His next three ‘song-plays’ were virtually a genre unto themselves, and enthusiastically presented Thompson’s working-class and political themes. Songs to Uncle Scrim (Downstage Theatre, 1976, music by Stephen McCurdy; pub. 1983) is more than a musical about the Depression (Colin Scrimgeour was the outspoken Methodist minister who championed the poor on radio), since the audience to whom the songs were sung were clearly expected to make contemporary political connections as well. In A Night at the Races (New Independent Theatre, 1977, co-written with Yvonne Blennerhassett Edwards, music by Andrew Glover and others; pub. 1981) Thompson is in lighter mode, joyously celebrating both horse racing and its attendant gambling as working-class release. And in Songs to the Judges (Maidment Theatre, 1980, music by William Dart; pub. 1983) he is at his most trenchantly political, the satiric songs protesting vehemently against a century of injustice towards Maori. In his autobiographical play Passing Through (Court Theatre, 1991; pub. 1992), Thompson refers to this period as fighting for ‘the people I thought were allies (women, Maoris, working-class people, even those who believe that you can’t have a nation if you haven’t got a national drama).’ His faith in a cultural ‘popular front, that community of interest’, was the driving force behind his work as a professional director at the Court, and two years as artistic director of Downstage in Wellington. His autobiography All My Lives (1980) gives the reader a vivid picture of New Zealand theatre at this time, as well as inducing some discomfort at his confessional vulnerability.

When he moved to Auckland University as senior lecturer in drama in 1977 he was returning to a student environment where he could anticipate kindling a greater commitment than he had among professional actors. He looked back with some self-criticism on this move in the song ‘Why are you running away?’, one of several moving sequences in Passing Through (1991). He succeeded as before in the university context, however, with his combination of passion, intellectualism and rigorous standards. The Great New Zealand Truth Show in 1982 followed the O! Temperance! formula of collaborative script development with Thompson the writer of material researched by students.

In professional theatre his greatest influence was through his close involvement in the early 'Playmarket Playwrights’ Workshops. In 1980 he directed the workshop of Foreskin’s Lament by Greg McGee, [Author] a play he rightly predicted would ‘change the face of New Zealand drama’. He also directed and championed the work of emerging women playwrights such as Carolyn Burns, Renée [Author] and others. His generosity of judgment was one of his special qualities.

Thompson’s first work for solo performance, Coaltown Blues (Maidment Theatre, 1984; pub. 1986), is both celebration and lament for the working-class roots from which he sprang. The same year his life changed irrevocably after unsubstantiated allegations of sexual harassment and rape, and a brief and violent abduction and torture (based on events in a feminist play he had workshopped) by anonymous vigilantes. The fallout from these events is painfully described in articles in *NZ Listener, and his memoir Singing the Blues (1991). It is also dramatically evoked in his final one-man show, Passing Through. By the time he started its national tour in 1991 he had left Auckland University, returned to Christchurch, spent a year as writer-in-residence at Canterbury University, and was widely known to be dying of cancer. He had adapted John A. Lee’s Children of the Poor for the stage (Court Theatre, 1989; published 1990). Two final plays dealt with the trials and ideals of sexual obsession and love: Lovebirds (Court Theatre, 1991) and Jean and Richard (Court Theatre 1992); both were published in 1992 in Passing Through and Other Plays. Passing Through chronicles New Zealand theatre for three decades, from the Reefton Drama Club to Ngaio Marsh to Bruce Mason [Author] to Jerzy Grotowski to Thompson’s own fatal instinct for giving his enemies the fight they wanted. Text, performance and audience were inextricably interwoven as a dying writer charted the performance of his life. Passing Through stands as a monument to Thompson’s passionate crusade for a national drama of which New Zealand could be proud, and to which he contributed without reserve.

Questions:
1. In the passage on Thompson's theater career, rewrite the part that opens with "In professional theatre" and closes with "his special qualities.", swapping "championed" for "supported".
2. According to the passage on Thompson's theater career, what post did he take up at Auckland University in 1977?
3. Check each statement against the passage on Thompson's theater career. Answer yes or no for each, and quote the words that decide it.
(a) Songs to the Judges was staged at the Maidment Theatre in 1980.
(b) Thompson directed the workshop of Foreskin's Lament in 1984.
(c) Coaltown Blues was Thompson's first work for solo performance.

Dataset entries:
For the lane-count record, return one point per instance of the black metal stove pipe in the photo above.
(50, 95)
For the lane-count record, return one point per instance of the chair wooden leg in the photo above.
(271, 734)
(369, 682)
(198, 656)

Results for the exercise:
1.
In professional theatre his greatest influence was through his close involvement in the early 'Playmarket Playwrights’ Workshops. In 1980 he directed the workshop of Foreskin’s Lament by Greg McGee, [Author] a play he rightly predicted would ‘change the face of New Zealand drama’. He also directed and supported the work of emerging women playwrights such as Carolyn Burns, Renée [Author] and others. His generosity of judgment was one of his special qualities.

2. Senior lecturer in drama.

3.
(a) Yes: "Songs to the Judges (Maidment Theatre, 1980"
(b) No: "In 1980 he directed the workshop of Foreskin’s Lament"
(c) Yes: "Thompson’s first work for solo performance, Coaltown Blues"